EXERCISE: Lines below containing the word "short" should be copied out.

Referring expression data:

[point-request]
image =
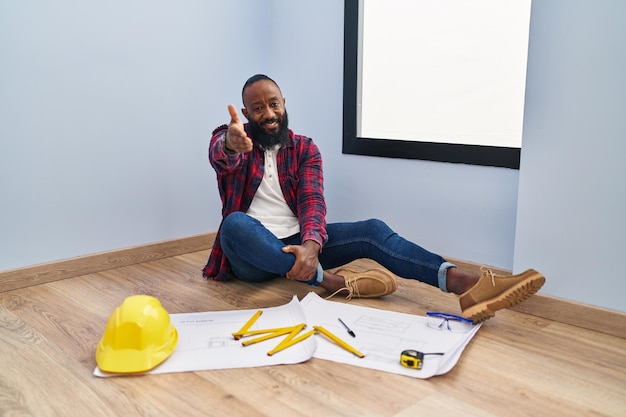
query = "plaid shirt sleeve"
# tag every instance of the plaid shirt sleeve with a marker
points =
(302, 183)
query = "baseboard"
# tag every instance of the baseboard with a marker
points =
(54, 271)
(551, 308)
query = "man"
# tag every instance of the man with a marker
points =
(274, 220)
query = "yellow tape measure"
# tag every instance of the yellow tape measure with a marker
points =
(414, 359)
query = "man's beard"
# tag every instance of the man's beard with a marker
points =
(268, 140)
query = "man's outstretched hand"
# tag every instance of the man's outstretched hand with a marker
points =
(236, 138)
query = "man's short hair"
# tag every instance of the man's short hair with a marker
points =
(252, 80)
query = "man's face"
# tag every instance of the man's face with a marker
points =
(265, 110)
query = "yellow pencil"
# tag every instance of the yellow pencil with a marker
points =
(238, 335)
(338, 341)
(290, 341)
(277, 333)
(248, 324)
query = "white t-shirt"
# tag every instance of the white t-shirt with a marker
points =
(269, 206)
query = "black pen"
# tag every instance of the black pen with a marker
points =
(350, 332)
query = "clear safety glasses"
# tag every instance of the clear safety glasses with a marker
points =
(450, 322)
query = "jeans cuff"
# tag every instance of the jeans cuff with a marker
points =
(318, 278)
(442, 275)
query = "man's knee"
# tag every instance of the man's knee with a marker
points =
(377, 225)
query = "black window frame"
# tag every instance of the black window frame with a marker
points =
(506, 157)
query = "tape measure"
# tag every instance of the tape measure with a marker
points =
(414, 359)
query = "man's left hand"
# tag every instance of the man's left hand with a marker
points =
(306, 255)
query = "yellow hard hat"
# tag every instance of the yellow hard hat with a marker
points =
(138, 336)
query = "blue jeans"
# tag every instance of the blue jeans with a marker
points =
(255, 254)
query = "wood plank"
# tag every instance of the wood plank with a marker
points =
(517, 365)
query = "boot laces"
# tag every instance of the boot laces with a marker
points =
(489, 272)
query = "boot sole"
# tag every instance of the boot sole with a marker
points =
(515, 295)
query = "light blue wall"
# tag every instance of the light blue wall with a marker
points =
(572, 201)
(106, 111)
(105, 114)
(462, 211)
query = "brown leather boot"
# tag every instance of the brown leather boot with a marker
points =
(366, 284)
(493, 292)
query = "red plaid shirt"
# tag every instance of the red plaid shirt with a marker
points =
(239, 175)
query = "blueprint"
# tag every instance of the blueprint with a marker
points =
(206, 342)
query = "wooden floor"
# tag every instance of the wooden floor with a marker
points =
(517, 365)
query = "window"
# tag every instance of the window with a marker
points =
(440, 80)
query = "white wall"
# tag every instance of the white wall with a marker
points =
(571, 220)
(107, 109)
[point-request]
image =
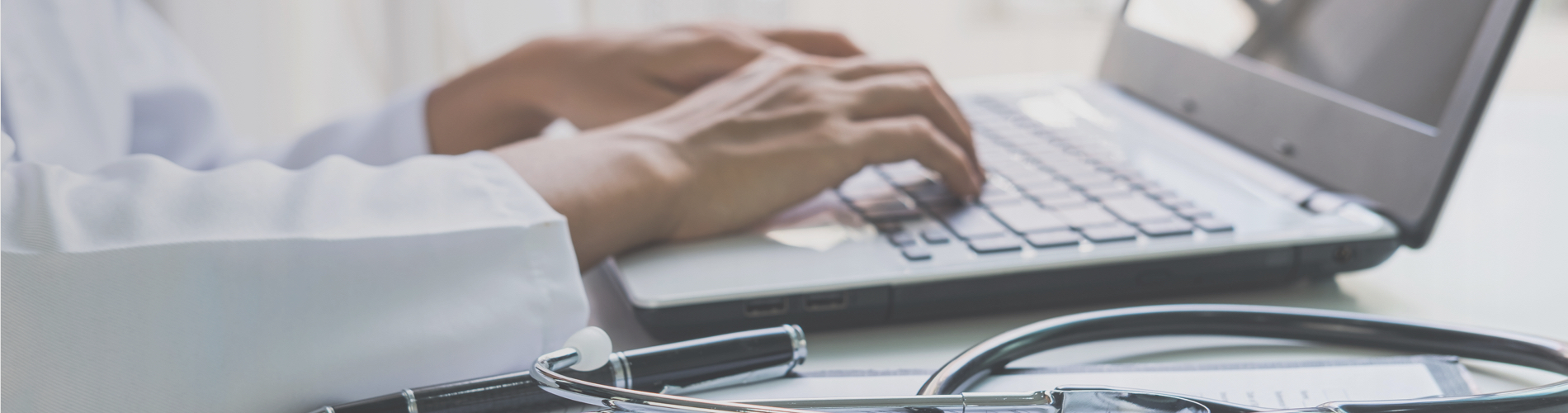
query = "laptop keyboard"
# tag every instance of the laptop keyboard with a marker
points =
(1046, 189)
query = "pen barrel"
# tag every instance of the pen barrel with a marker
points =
(515, 392)
(717, 362)
(674, 368)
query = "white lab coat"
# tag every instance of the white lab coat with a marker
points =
(153, 266)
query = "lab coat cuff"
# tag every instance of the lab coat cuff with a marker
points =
(515, 195)
(405, 116)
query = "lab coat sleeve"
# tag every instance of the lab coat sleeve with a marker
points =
(381, 137)
(256, 287)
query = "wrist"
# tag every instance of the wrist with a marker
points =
(615, 189)
(486, 107)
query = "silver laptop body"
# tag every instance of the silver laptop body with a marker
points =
(1175, 172)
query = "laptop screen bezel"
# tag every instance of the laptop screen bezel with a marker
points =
(1380, 159)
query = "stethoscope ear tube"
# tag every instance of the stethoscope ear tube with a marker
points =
(1333, 327)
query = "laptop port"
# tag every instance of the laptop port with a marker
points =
(767, 306)
(827, 301)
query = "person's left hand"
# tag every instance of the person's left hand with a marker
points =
(599, 79)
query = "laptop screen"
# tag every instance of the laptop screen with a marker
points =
(1371, 99)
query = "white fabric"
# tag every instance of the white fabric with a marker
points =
(151, 266)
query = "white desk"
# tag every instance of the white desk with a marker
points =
(1496, 259)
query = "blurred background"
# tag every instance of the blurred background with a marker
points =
(284, 66)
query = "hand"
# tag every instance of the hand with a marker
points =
(597, 79)
(745, 146)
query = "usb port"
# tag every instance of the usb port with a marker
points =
(768, 306)
(827, 301)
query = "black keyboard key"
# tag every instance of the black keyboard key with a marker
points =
(900, 238)
(1165, 228)
(972, 223)
(1027, 219)
(1212, 225)
(1052, 239)
(994, 245)
(1111, 233)
(1085, 216)
(1139, 209)
(935, 236)
(890, 226)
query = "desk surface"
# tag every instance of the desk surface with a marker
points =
(1491, 263)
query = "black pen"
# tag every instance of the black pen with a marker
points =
(674, 368)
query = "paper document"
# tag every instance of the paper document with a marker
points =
(1272, 385)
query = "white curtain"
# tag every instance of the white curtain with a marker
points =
(284, 66)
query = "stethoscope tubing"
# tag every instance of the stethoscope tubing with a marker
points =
(1333, 327)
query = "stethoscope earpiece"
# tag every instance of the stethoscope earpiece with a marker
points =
(593, 349)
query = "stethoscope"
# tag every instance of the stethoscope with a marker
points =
(938, 393)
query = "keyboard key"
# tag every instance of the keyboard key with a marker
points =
(900, 238)
(1212, 225)
(1052, 239)
(1048, 190)
(1001, 198)
(878, 205)
(1165, 228)
(994, 245)
(935, 236)
(1139, 209)
(1193, 212)
(891, 214)
(1035, 179)
(888, 226)
(972, 223)
(1111, 192)
(904, 172)
(1065, 200)
(930, 192)
(1085, 216)
(1092, 179)
(1111, 233)
(1027, 219)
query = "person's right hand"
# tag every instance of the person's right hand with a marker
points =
(745, 146)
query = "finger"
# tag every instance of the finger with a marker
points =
(819, 43)
(913, 93)
(850, 69)
(886, 140)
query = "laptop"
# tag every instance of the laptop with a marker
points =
(1301, 140)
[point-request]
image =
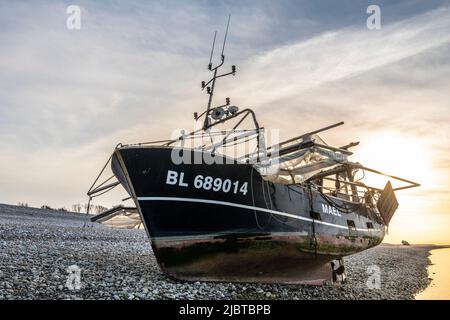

SOLUTION:
query = "man's short hair"
# tag every instance of the man's short hair with a marker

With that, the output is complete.